§ **Brief**
Substitute "outline" for every "mask" in the lines below, and write them all out again with nothing else changed. Leave the pictures out of your answer.

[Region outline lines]
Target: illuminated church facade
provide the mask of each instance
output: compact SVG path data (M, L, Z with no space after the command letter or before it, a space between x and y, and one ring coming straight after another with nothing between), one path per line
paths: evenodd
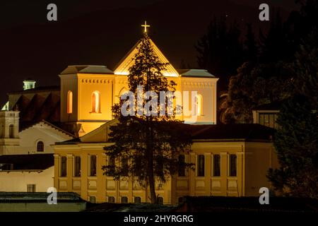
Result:
M169 63L155 44L151 42L159 59ZM67 130L74 130L81 136L113 119L112 106L129 90L129 69L134 64L133 58L139 44L138 42L114 71L105 66L79 65L69 66L61 73L61 121L69 126ZM171 64L163 74L176 83L176 90L182 94L188 91L191 95L192 91L197 92L194 97L198 112L196 120L183 114L179 119L187 124L216 124L218 78L206 70L177 71ZM192 97L189 97L190 100Z
M105 66L69 66L59 74L59 86L9 93L4 107L6 114L20 112L16 123L20 128L45 120L52 124L47 123L52 131L49 134L59 128L59 134L69 137L52 136L44 143L52 148L53 184L58 191L76 192L93 203L150 201L148 189L134 178L114 181L102 170L110 164L104 150L112 144L108 142L110 126L117 123L112 106L129 90L127 75L139 44L140 41L114 71ZM159 59L169 63L153 41L151 44ZM194 97L197 117L194 121L191 117L179 117L193 139L192 151L180 157L194 164L195 170L179 170L165 184L157 184L160 202L175 204L185 196L258 196L261 187L269 188L266 172L278 167L272 143L274 130L259 124L216 124L218 78L206 70L177 70L170 64L164 75L175 82L177 90L188 91L189 95L196 91L195 97L188 98ZM8 124L4 129L8 134L9 124L3 121L4 127ZM4 138L6 143L18 138ZM121 164L121 160L116 162ZM47 183L49 186L52 182Z
M111 107L128 90L129 69L139 44L114 71L101 66L70 66L59 75L61 121L79 137L54 145L57 191L76 192L93 203L150 201L148 189L134 178L115 181L102 170L110 164L104 147L112 144L110 126L117 123ZM151 44L160 60L169 63ZM277 165L273 130L259 124L217 125L218 78L207 71L176 70L169 64L164 75L177 83L177 90L197 92L198 117L196 121L184 115L179 118L188 124L194 141L192 152L182 157L194 163L196 170L180 171L165 184L157 184L159 202L177 203L185 196L257 196L261 187L269 187L266 171ZM122 164L121 160L116 161Z

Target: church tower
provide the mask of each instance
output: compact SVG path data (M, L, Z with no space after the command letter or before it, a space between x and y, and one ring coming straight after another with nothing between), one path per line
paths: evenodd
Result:
M145 23L142 26L146 33L149 25ZM218 78L206 70L175 69L154 42L150 41L159 60L167 65L163 74L177 84L176 90L182 95L182 106L187 105L184 103L189 100L194 100L195 107L188 106L188 110L196 107L197 117L194 119L184 114L177 117L178 119L187 124L216 124ZM75 65L69 66L61 73L60 116L61 122L67 127L64 129L81 136L112 119L112 107L128 90L127 76L140 44L141 40L126 54L114 71L105 66Z
M0 155L6 146L19 145L19 112L0 111Z
M105 66L69 66L59 75L61 121L81 136L112 119L114 73Z

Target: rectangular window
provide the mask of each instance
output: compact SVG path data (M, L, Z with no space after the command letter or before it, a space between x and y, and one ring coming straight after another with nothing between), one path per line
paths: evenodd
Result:
M213 155L213 177L220 176L220 155Z
M204 177L204 155L198 155L198 177Z
M274 114L269 114L269 127L274 128Z
M179 155L179 169L178 169L178 176L185 177L185 167L184 167L184 155Z
M236 155L230 155L230 177L236 177L237 161Z
M136 196L136 197L134 198L134 202L135 203L141 203L141 197L139 197L139 196Z
M81 177L81 157L75 157L75 177Z
M90 196L90 202L92 203L96 203L96 197L95 196Z
M111 203L114 203L114 196L108 196L108 202Z
M264 126L264 114L259 114L259 122L261 125Z
M96 176L96 155L90 155L90 177Z
M36 191L35 184L28 184L27 185L27 191L28 192L35 192Z
M278 115L277 114L274 114L274 129L278 129L278 124L276 122Z
M61 157L61 174L60 177L66 177L66 157Z
M121 203L128 203L128 198L126 196L122 196Z
M109 165L112 167L114 167L115 165L115 158L114 157L110 157L110 163Z
M128 177L128 160L126 158L123 158L122 160L122 176Z

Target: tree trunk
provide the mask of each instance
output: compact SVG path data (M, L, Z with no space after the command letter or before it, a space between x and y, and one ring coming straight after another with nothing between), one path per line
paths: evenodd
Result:
M157 203L157 197L155 196L155 175L153 172L153 127L152 127L152 121L151 117L146 118L147 122L147 128L149 128L149 133L148 138L148 182L149 182L149 190L151 193L151 200L152 204Z
M152 204L157 203L157 197L155 196L155 179L153 177L153 167L152 167L153 170L149 169L149 190L151 194L151 201Z

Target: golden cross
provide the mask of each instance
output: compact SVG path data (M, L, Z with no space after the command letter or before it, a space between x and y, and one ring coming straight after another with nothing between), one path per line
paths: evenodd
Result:
M144 32L146 33L146 32L147 32L147 28L149 28L150 25L147 25L147 21L145 20L145 24L144 24L144 25L142 25L141 27L145 28Z

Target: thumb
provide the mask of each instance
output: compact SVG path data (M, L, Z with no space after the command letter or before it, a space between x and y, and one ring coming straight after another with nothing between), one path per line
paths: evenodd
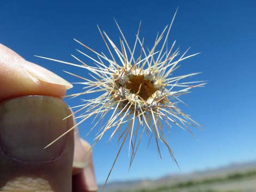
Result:
M74 133L59 98L24 96L0 103L0 191L71 191Z

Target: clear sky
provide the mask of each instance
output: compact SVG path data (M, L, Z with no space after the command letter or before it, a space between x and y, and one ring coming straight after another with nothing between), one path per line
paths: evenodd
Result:
M206 87L194 89L181 98L189 107L179 106L204 129L193 129L197 140L187 131L173 126L169 143L181 172L256 159L255 1L2 0L0 42L66 80L77 82L62 70L85 77L87 71L33 55L75 62L70 54L79 55L76 48L89 52L74 38L97 51L106 52L96 24L117 42L120 34L114 17L131 44L142 20L142 36L150 47L157 32L169 23L178 7L169 44L176 39L182 52L191 46L190 53L202 53L183 62L177 74L201 71L194 79L209 80ZM68 94L81 89L75 85ZM82 104L79 99L67 102L71 106ZM81 135L85 135L90 126L90 121L82 124ZM92 143L93 136L86 139ZM118 150L114 142L107 141L107 137L103 139L93 151L99 183L105 181ZM154 143L148 149L147 145L145 139L129 172L127 144L109 181L157 178L180 172L163 145L162 159Z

§ **Final result**
Target: illuminated church facade
provide the outline of each instance
output: compact SVG path data (M, L, Z with no space after the command letter or before it, a space between x and y, and one ring coming straight after another with nothing between), one path per line
paths: evenodd
Result:
M169 63L155 44L151 42L159 59ZM67 130L74 130L81 136L113 119L112 106L129 90L129 69L134 64L133 58L139 44L138 42L114 71L105 66L79 65L69 66L61 73L61 121L69 126ZM171 64L163 74L176 83L176 90L182 94L188 91L191 95L192 91L197 92L194 97L198 112L196 120L183 114L179 119L187 124L216 124L218 78L206 70L177 71ZM192 97L189 97L190 100Z
M105 66L69 66L59 74L59 86L9 93L4 107L6 114L20 112L16 123L20 128L45 120L52 124L47 123L52 131L49 134L59 128L59 134L69 137L52 136L44 143L52 148L53 184L58 191L76 192L93 203L150 201L148 189L134 178L114 181L102 170L110 164L104 150L112 144L108 142L110 126L117 123L112 106L129 90L127 75L139 44L140 41L114 71ZM159 59L169 63L153 41L151 44ZM194 97L197 117L194 121L191 117L179 117L193 139L192 151L180 157L194 164L195 170L179 170L165 184L157 184L160 202L175 204L185 196L258 196L261 187L269 188L266 172L278 167L272 143L274 130L259 124L216 124L218 78L206 70L177 70L170 64L164 75L175 82L177 90L188 91L189 95L196 91L195 97L188 98ZM8 124L4 129L8 134L9 124L3 121L4 127ZM4 138L6 143L18 138ZM121 164L121 160L116 162ZM47 183L49 186L52 182Z
M111 107L128 90L129 69L139 44L114 71L101 66L70 66L59 75L61 121L79 137L54 145L57 191L76 192L93 203L150 201L148 189L134 178L115 181L102 170L110 164L104 147L112 144L110 126L117 123ZM151 44L160 60L169 63ZM277 165L273 130L259 124L217 125L218 78L207 71L176 70L169 64L164 75L177 83L177 90L197 92L198 117L196 121L184 115L179 118L188 124L194 141L192 152L182 157L194 163L196 170L180 171L165 184L157 184L159 202L177 203L185 196L257 196L261 187L269 187L266 171ZM122 164L121 160L116 161Z

Target: church tower
provide the outline of each instance
output: compact SVG path data (M, L, Z with no space after the command letter or before it, a space between x and y, and one ring coming straight after another with nothing between), one path per line
paths: evenodd
Result:
M145 23L142 26L146 33L149 25ZM218 78L206 70L175 69L154 42L150 41L159 60L167 65L163 74L177 84L176 90L182 95L182 106L187 105L184 103L189 100L194 100L195 107L188 106L188 110L196 107L197 117L194 119L184 114L177 117L178 119L187 124L216 124ZM75 65L69 66L61 73L60 116L61 122L67 127L64 129L81 136L112 119L112 107L128 90L127 76L140 44L141 40L126 54L114 71L105 66Z
M0 155L6 146L19 145L19 112L0 111Z
M105 66L69 66L59 75L61 121L81 136L112 119L114 73Z

Target: rectangular window
provide the outline of each instance
output: compact SVG path data (M, L, Z with no space after the command letter or before it, a space between x and y, and one ring coming straight after another with nothing between), one path per line
paths: evenodd
Result:
M213 155L213 177L220 176L220 155Z
M204 177L204 155L198 155L198 177Z
M274 114L269 114L269 127L274 128Z
M179 155L179 169L178 169L178 176L185 177L185 167L184 167L184 155Z
M236 155L230 155L230 177L236 177L237 161Z
M136 196L136 197L134 198L134 202L135 203L141 203L141 197L139 197L139 196Z
M81 177L81 157L75 157L75 177Z
M90 196L90 202L92 203L96 203L96 197L95 196Z
M111 203L114 203L114 196L108 196L108 202Z
M264 126L264 114L259 114L259 122L261 125Z
M96 176L96 155L90 155L90 177Z
M36 191L35 184L28 184L27 185L27 191L28 192L35 192Z
M278 115L277 114L274 114L274 129L278 129L278 124L276 122Z
M61 157L61 174L60 177L66 177L66 157Z
M121 203L128 203L128 198L126 196L122 196Z
M109 165L112 167L114 167L115 165L115 158L114 157L110 157L110 163Z
M128 177L128 160L126 158L123 158L122 160L122 176Z

Target: tree trunk
provide the outline of each instance
output: compact SVG path data (M, L, Z with no space after the command letter or before it, a space between x and y, and one ring coming straight after another with nothing between), one path per line
paths: evenodd
Result:
M157 203L157 197L155 196L155 175L153 172L153 127L152 127L152 121L151 117L146 118L147 122L147 128L149 128L149 133L148 138L148 182L149 182L149 190L151 193L151 200L152 204Z
M152 204L157 203L157 197L155 196L155 179L153 177L153 167L152 167L153 170L149 169L149 190L151 194L151 201Z

Target: golden cross
provide the outline of each instance
output: compact SVG path data (M, L, Z with no space after the command letter or before it, a space between x and y, and one ring coming straight after another with nothing between), one path per line
paths: evenodd
Result:
M144 32L146 33L146 32L147 32L147 28L149 28L150 25L147 25L147 21L145 20L145 24L144 24L144 25L142 25L141 27L145 28Z

Target: thumb
provide the outline of each instance
output: compact SVG path data (M, L, Z with no space after the command letter or before it, a space between x and y, and one ring coming straight after another with nothing between), one path per line
paths: evenodd
Result:
M74 133L59 98L24 96L0 103L0 191L71 191Z

Target: clear sky
provide the outline of each instance
output: compact SVG path data (M, L, Z with no space after the command letter or before it, a space between x and y, and one ring coming straight after another with nothing between), one path per line
paths: evenodd
Result:
M206 87L194 89L181 98L189 107L179 106L204 129L193 129L197 140L187 131L173 126L169 143L181 172L256 159L255 1L2 0L0 42L66 80L77 82L62 70L85 77L87 71L33 55L75 62L70 54L79 55L76 48L89 52L74 38L97 51L106 52L96 24L117 42L120 34L114 17L131 44L142 20L142 36L150 47L157 32L169 23L178 7L169 44L176 39L182 52L191 46L190 53L202 53L183 62L177 74L201 71L194 79L209 80ZM68 94L81 89L75 85ZM82 104L79 99L67 102L71 106ZM81 135L85 135L90 126L90 121L82 124ZM92 143L93 136L86 139ZM118 150L114 142L107 141L107 137L103 139L93 151L99 183L105 181ZM154 143L148 149L147 145L145 139L129 172L127 144L109 181L157 178L180 172L163 145L162 159Z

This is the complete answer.